* TASK SET:
a - Answer these from the online shopping safety article below:
(i) Which month does the article say is Cybersecurity Awareness Month?
(ii) Which three antivirus programs from PCWorld's list does it name?
(iii) Where do most browsers show the padlock icon?
b - Write out the online shopping safety article below word for word, from "The holidays are" up to and including "marketplace this season.".

* EXTRACTED TEXT:
[Start of Attachment]

The holidays are fast approaching, and October marks this year's Cybersecurity Awareness Month. This week's security topic revolves around how to shop safely online. We've got a few great tips to improve the security of your browsing habits when perusing the online marketplace this season.
One of the easiest and most effective methods to keep your online shopping secure is to regularly update your Web browser and antivirus software. Whether you prefer Google Chrome, Internet Explorer, Safari or Firefox, all browsers come with autoupdate features included. Be sure to turn these on to keep your browser as up to date and protected against malware and viruses as possible.
If you don't have secondary antivirus software installed on your computer, it is an investment well worth the cost. Among PCWorld's list of well-tested and trustworthy antivirus programs are GData Internet Security, Bitdefender and Norton Internet Security.
Search the seller
While most online shopping occurs via large reputable marketplaces such as Amazon and Ebay, other options certainly exist. When shopping on a lesser-known marketplace - possibly for some sort of specialty item not available on a larger site - CNET highly recommends doing some initial research before going straight to purchase. Typically, reviews and reports can be found from organizations like Business News Daily, such as this article on Etsy alternatives.
"Leaving your computer on and actively talking to the Internet leaves it open to 24-hour access."
Shut down when you're done
StaySafeOnline suggests shutting down your computer or device after an online transaction is completed. Leaving your computer on and actively connected to the Internet allows it 24-hour access to other users on the Web. This can leave your information vulnerable to scammers, giving them the opportunity to install malware and commit cybercrimes. Shut your computer down after shopping: It's better to be safe than sorry.
Signs and symbols to look for
Arguably the most important tip to remember when shopping online is to keep an eye out for several several key security symbols. According to Fox News, chief among these is a little padlock.
The padlock is actually a small in-browser icon, which most Internet browsers display either at the bottom or top of your Web browser, next to the URL bar. The symbol will appear once you've navigated to most checkout pages, where secure personal information needs to be filled out. Your browser's URL should display as "HTTPS://" instead of "HTTP://" as it appears on unsecured, unencrypted sites. Never input any personal information or proceed with a transaction from an unsecured Web page.
Additionally, any suspicious activity can be reported to the Federal Trade Commission by emailing [email protected], according to Landmark Bank.

[End of Attachment]

[Stored data]
[Start of Attachment]

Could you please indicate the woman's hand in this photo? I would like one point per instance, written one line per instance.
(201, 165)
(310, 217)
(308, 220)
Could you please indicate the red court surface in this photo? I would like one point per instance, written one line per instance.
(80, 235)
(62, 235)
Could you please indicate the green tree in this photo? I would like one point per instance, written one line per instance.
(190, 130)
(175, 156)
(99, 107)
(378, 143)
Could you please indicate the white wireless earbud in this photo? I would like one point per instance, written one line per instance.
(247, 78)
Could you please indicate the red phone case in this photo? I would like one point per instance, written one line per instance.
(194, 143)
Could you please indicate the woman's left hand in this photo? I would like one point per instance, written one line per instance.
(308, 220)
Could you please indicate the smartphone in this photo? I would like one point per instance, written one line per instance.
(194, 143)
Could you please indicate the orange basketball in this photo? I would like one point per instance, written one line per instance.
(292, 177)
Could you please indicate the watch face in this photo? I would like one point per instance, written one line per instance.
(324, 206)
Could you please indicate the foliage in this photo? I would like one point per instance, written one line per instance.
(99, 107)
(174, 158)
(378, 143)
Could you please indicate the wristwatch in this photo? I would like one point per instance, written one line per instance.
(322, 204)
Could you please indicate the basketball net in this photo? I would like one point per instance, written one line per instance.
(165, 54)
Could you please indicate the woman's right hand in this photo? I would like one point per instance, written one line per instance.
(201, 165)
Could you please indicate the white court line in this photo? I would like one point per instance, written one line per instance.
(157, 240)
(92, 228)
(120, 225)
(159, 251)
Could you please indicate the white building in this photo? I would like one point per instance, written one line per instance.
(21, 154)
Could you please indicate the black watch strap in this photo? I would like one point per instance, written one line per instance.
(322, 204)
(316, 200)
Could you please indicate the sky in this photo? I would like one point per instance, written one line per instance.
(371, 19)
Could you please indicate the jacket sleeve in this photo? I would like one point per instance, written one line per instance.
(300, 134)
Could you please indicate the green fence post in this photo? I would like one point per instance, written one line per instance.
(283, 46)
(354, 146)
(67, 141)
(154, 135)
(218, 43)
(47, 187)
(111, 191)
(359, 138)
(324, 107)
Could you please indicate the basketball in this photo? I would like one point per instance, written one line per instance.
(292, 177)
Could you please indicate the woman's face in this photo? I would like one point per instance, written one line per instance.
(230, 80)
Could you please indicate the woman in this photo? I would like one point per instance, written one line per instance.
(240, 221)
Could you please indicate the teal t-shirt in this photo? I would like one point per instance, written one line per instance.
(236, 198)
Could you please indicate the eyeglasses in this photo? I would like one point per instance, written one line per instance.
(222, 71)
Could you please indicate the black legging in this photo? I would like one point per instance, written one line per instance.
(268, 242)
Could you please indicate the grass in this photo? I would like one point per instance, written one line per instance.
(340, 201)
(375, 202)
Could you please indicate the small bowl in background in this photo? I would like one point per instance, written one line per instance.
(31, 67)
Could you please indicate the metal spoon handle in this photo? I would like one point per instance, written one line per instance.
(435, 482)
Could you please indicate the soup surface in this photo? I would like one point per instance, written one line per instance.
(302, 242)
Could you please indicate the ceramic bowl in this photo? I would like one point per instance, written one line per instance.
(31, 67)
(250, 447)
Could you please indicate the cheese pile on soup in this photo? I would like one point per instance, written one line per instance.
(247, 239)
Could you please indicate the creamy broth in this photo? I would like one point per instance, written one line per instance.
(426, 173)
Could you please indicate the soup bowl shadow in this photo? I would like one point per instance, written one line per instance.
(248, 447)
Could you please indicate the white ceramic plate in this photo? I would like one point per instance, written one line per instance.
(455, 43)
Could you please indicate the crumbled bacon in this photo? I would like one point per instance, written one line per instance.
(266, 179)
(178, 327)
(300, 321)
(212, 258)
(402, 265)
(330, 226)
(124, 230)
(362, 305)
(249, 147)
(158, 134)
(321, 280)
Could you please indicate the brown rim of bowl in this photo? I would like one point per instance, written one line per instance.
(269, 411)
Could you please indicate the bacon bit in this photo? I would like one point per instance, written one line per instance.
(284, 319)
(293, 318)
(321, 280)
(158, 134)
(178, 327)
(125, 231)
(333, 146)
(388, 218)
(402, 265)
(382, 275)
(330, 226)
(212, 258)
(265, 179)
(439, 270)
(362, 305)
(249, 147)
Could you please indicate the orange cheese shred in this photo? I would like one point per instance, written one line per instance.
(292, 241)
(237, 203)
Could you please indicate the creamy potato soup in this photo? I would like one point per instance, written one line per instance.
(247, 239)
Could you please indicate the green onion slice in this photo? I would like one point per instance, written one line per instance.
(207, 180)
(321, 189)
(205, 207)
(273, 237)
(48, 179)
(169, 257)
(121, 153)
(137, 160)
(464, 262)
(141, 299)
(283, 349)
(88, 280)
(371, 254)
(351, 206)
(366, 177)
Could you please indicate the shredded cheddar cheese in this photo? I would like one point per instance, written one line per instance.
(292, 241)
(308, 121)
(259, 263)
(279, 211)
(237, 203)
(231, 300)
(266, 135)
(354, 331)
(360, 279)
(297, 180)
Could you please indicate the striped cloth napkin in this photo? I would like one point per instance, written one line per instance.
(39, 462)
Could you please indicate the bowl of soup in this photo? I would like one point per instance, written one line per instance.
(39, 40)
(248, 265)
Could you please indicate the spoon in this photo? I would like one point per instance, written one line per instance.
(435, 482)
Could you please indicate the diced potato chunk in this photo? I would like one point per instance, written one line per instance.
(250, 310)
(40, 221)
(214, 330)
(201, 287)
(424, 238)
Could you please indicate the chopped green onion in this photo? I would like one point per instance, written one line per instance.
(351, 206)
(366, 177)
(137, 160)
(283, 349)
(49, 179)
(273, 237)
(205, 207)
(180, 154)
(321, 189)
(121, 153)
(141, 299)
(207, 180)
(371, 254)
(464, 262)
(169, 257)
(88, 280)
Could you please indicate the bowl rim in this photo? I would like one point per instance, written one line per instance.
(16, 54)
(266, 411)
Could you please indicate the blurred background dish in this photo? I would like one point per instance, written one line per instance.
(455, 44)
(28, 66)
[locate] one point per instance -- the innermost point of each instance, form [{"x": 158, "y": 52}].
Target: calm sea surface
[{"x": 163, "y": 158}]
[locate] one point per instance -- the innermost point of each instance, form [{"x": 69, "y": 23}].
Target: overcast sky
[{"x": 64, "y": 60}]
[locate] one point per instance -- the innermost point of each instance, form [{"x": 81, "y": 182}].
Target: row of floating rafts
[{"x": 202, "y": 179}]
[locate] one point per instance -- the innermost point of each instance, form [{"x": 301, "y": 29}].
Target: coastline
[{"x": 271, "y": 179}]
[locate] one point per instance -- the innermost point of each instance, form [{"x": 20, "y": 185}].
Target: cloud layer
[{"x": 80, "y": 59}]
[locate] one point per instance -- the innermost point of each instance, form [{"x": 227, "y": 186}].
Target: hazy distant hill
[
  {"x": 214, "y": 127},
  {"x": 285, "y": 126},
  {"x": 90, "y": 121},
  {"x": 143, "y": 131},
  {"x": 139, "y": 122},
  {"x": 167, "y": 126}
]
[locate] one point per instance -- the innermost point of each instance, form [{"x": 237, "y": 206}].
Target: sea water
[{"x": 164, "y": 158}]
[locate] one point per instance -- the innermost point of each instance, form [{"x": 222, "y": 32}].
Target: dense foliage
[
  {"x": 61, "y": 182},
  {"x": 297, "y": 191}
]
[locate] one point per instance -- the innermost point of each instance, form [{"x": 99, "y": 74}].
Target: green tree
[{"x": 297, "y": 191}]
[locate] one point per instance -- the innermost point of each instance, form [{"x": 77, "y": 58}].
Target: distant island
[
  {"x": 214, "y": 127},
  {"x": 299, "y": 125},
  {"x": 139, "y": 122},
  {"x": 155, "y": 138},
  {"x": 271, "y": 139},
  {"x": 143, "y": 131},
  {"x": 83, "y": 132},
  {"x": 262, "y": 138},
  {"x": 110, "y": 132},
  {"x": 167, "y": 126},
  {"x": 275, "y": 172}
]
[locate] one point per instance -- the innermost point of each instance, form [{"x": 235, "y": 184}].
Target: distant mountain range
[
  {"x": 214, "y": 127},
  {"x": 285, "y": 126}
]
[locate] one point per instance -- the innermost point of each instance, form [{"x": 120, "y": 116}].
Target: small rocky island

[End of Attachment]

* SOLVED PROBLEMS:
a -
(i) October
(ii) GData Internet Security, Bitdefender and Norton Internet Security
(iii) At the bottom or top of the Web browser, next to the URL bar

b -
The holidays are fast approaching, and October marks this year's Cybersecurity Awareness Month. This week's security topic revolves around how to shop safely online. We've got a few great tips to improve the security of your browsing habits when perusing the online marketplace this season.